• [ページ本文]
信頼とギャランティとiOS。信頼ってもんはちょっとやそっとでは手に入らないし、崩れるときはいともあっさり崩れる。これがないと個人商店はやっていけない。あと、ギャランティがあとだしのクライアントは、信頼関係ができないと思っている。iOSは早いとこハードウェアの呪縛から解かれるといいなと思っている。年々高くなるよね、Apple製品。必需品になってるけど、これ以上高くしたらやめるぞと言いたい。そこまで来ていると思う。

●人生を変えたフレーズは?
いつまで砂糖水を……いや、なんでもない。
人間そうそう死にゃあしない。死ぬ人もいるけど運もあるけど、死ぬほどのことなど滅多にない。それと、昔々、もう本当に言われたかどうかも定かではない記憶がある。母に言われた言葉「お前の頭上、ずーっと上の方に一つ、お星様が輝いていて、それがいつでも見守っているので何があっても大丈夫」。それと「女の子に優しくしなさい」。この二つでやってこれた。お星様の件は一度大人になってから母に聞いたことがあるが、そんなことは知らんとあっさり言われた。

●落ち込む瞬間は?
同業他者がうまくやってる時。落ち込むというよりも嫉妬か。でも、あの仕事はわたしではないな、と思う時も多い。ああ、わたしももう後進に道を譲るか、など言ったりするが本当はそんな気はさらさらない。やれるもんならやってみろ、と思っている。口には出さない。

●元気になりたい時はどうする?

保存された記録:
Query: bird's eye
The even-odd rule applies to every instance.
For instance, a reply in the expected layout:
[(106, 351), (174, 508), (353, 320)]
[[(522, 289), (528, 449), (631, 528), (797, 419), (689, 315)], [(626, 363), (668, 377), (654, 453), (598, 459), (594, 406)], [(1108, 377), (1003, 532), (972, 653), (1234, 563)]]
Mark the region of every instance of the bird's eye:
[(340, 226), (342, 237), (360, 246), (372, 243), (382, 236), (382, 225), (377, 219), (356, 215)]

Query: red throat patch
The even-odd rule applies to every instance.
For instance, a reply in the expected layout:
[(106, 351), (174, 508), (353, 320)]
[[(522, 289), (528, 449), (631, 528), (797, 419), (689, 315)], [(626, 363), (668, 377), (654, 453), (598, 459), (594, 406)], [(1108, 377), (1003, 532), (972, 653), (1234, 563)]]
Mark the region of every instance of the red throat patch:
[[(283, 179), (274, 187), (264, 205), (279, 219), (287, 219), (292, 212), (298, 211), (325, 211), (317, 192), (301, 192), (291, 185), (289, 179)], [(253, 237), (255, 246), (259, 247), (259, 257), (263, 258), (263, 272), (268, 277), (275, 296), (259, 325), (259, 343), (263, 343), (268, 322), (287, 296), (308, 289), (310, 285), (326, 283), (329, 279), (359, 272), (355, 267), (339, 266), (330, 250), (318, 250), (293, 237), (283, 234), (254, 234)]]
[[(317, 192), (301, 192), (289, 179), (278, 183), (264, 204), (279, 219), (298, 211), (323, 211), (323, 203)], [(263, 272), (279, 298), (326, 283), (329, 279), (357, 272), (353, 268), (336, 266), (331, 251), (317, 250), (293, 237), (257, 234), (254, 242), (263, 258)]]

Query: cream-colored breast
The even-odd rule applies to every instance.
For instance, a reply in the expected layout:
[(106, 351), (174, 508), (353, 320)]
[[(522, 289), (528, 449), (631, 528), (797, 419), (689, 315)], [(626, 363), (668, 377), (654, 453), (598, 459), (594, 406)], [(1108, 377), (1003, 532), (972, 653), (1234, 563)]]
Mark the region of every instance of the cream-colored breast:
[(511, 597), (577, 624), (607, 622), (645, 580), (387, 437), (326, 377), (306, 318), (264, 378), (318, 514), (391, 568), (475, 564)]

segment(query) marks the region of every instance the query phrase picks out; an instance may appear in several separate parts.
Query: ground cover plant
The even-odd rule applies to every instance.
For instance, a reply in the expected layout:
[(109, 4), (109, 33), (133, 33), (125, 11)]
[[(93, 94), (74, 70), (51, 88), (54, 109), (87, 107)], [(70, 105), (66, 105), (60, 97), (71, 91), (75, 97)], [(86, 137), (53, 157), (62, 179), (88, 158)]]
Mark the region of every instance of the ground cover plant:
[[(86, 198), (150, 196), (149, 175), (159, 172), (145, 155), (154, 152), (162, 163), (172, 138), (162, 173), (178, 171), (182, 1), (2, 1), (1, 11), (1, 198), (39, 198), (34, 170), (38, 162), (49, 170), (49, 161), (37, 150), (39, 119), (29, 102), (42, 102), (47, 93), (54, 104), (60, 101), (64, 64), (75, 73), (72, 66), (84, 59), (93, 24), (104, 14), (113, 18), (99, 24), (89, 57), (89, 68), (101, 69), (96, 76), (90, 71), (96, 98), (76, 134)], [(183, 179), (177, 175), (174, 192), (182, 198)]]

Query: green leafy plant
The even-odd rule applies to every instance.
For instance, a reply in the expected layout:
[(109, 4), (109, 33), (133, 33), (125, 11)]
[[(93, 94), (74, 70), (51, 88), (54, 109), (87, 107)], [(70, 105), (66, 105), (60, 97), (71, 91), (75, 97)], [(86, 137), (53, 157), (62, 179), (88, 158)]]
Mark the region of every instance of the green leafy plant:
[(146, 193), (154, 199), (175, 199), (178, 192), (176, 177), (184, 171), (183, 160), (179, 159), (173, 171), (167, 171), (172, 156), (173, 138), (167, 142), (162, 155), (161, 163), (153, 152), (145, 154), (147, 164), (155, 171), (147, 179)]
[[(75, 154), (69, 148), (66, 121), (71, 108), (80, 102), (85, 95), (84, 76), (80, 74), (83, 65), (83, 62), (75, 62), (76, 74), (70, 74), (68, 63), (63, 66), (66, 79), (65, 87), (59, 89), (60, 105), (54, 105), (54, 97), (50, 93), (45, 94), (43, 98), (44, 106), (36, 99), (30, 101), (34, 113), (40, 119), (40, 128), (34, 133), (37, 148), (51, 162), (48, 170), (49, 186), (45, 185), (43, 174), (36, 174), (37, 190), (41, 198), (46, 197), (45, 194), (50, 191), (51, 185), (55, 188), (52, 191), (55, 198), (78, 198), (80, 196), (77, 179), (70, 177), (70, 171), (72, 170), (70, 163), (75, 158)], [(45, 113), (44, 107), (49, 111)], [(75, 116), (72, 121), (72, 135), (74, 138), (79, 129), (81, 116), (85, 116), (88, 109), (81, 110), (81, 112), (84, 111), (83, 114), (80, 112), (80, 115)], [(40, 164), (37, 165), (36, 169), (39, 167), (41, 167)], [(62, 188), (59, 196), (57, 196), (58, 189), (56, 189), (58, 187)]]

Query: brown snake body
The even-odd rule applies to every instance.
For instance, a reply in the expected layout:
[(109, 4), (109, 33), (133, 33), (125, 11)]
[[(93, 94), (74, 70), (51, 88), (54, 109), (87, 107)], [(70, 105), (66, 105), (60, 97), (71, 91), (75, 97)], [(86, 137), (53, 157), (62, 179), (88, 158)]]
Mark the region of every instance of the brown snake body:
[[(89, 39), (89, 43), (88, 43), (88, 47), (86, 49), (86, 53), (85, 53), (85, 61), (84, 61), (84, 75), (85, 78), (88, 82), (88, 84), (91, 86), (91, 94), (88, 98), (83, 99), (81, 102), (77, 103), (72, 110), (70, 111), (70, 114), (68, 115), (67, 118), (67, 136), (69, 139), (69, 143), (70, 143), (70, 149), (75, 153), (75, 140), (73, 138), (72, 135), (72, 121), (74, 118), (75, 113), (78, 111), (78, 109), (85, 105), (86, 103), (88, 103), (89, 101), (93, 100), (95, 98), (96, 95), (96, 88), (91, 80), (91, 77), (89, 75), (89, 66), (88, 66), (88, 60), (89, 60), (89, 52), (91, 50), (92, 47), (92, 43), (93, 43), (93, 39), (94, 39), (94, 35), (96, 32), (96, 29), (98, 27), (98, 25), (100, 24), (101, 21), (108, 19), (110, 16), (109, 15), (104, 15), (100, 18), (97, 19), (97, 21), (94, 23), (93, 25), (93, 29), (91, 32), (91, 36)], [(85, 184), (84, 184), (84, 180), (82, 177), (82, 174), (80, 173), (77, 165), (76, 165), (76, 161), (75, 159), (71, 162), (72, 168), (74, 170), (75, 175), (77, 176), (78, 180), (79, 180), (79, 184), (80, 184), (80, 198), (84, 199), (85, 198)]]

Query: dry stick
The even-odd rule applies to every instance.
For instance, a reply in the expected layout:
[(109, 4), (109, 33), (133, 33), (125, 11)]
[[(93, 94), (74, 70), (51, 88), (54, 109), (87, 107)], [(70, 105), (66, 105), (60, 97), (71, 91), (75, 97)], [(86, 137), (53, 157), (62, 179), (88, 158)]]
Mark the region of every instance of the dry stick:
---
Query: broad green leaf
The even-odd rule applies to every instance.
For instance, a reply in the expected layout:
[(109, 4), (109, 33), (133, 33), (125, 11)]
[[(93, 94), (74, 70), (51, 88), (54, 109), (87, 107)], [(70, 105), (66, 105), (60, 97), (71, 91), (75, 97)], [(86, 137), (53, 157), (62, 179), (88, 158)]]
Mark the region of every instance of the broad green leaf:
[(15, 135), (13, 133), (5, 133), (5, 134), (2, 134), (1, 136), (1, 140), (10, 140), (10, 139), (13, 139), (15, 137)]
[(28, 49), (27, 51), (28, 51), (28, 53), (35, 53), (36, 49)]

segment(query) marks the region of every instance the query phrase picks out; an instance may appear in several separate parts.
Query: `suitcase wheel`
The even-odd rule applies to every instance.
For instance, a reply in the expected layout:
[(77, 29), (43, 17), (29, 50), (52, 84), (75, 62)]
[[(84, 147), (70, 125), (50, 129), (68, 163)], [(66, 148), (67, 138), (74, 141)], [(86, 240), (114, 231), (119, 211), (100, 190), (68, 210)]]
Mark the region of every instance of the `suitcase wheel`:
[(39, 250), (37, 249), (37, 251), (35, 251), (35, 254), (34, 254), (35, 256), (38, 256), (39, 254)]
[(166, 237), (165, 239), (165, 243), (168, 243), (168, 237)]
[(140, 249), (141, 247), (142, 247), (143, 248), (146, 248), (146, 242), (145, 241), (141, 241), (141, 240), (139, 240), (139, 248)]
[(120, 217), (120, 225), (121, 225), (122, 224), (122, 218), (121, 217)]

• [演習問題]
(a) 本文について、次の問いに答えなさい。
(i) Apple製品がこれ以上高くなったらどうすると言いたいと、筆者は述べているか。
(ii) 筆者が母に言われた言葉のうち、「お星様」の話とは別のもう一つは何か。
(iii) 同業他者がうまくやっている時の気持ちを、筆者は落ち込むというよりも何だと述べているか。
(b) 本文の「信頼とギャランティとiOS。」から「い。そこまで来ていると思う。」までを、一字一句違えずにすべて書き写しなさい。

• [設問別解答]
(a)
(i) やめる、と言いたいと述べている。
(ii) 「女の子に優しくしなさい」
(iii) 嫉妬

(b)
信頼とギャランティとiOS。信頼ってもんはちょっとやそっとでは手に入らないし、崩れるときはいともあっさり崩れる。これがないと個人商店はやっていけない。あと、ギャランティがあとだしのクライアントは、信頼関係ができないと思っている。iOSは早いとこハードウェアの呪縛から解かれるといいなと思っている。年々高くなるよね、Apple製品。必需品になってるけど、これ以上高くしたらやめるぞと言いたい。そこまで来ていると思う。